> [Excerpt provided]
Segment Open

Cello
Over the course of this summer, we developed a suite of tools intended to help users design their own biological circuits for their target systems. Our journey into the realm of bioinformatics began when we discovered Cello. Published on March 31, 2016 in Nature, Cello takes user inputs in the form of a circuit described using Verilog code, and a user constraint file (UCF) that contains biological data pertaining to the system chosen by the user and a list of gates that the user can put in that system. By combining these two inputs with a series of algorithms, the program returns one or more plasmids that, once put in a host cell, will recreate the circuit the user has defined. By choosing the input promoters, the user can decide what molecules or transcription factors to use as inputs to the logical circuit. This circuit can allow the cell to make novel decisions and calculations based on its environment, metabolism, and health.
This tool is immensely powerful, as well as accurate. In its original round of testing, the authors found that 71% of the tested circuits acted as expected on the first try. The program has certain limitations, however. Cello is modular, which makes it adaptable to the user’s requirements. Currently, the only publically available UCFs are defined in E. Coli, meaning that it is not immediately usable in other systems. This brings up an even more important point: currently, UCFs are treated as completely local files, meaning that for one researcher to use information obtained by another, that information has to be passed directly from one to the other. This is inefficient, of course, since it is likely that at any given point a user could obtain or build more gates than they are actually aware of. Finally, using Cello requires a basic understanding of how Verilog code works, meaning that there is a slight learning code before you can start to use the program.

Segment Closed

> [Listed entries]
Segment Open

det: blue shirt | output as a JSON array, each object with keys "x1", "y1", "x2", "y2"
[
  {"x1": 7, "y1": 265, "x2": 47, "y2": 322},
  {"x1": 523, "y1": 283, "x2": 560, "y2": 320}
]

Segment Closed
Segment Open

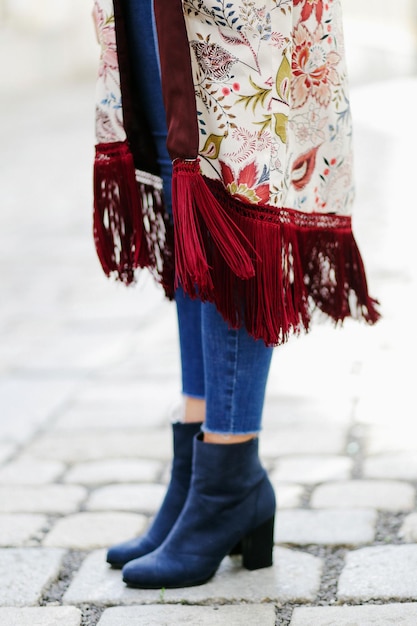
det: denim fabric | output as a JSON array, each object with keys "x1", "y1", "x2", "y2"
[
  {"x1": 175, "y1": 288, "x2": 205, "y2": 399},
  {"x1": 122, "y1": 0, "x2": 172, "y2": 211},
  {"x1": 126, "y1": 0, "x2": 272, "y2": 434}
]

Segment Closed

> [Requirement] Proceed with the passage on the Cello circuit-design tool, picking up immediately after its final sentence.

> [Result]
We also felt that we could make Cello even more powerful by introducing new biochemistries to it. It is currently only built to work with transcription factors and CRISPRi, but the future in gate-building technology may very well lie with dCas9-based gates. This is because dCas9 allows for the creation of “programmable” transcription factors. Finding actual transcription factors that work well in the host, but also don’t interfere with its genome is a real challenge. With dCas9, guide RNAs can be used to guide the dCas9 to specific 23-nucleotide long targets. In addition, transcriptional effectors can be attached to the dCas9 directly, or attached to the RNA directly using an architecture first described by Zalatan et al. (2015). See our Biological Project Page for more details! Using this structure, we can have multiple effectors in the same synthetic system, with varying degrees of repression and activation, effectively fine-tuning the transcriptional response to each promoter. This system is made even more powerful by the discovery of “programmable” promoters, which have certain known internal regions in which the code can be changed without affecting the strength of the promoter. By modifying the code in these regions, it is possible to give each promoter its own barcode, which can be targeted by a unique guide RNA.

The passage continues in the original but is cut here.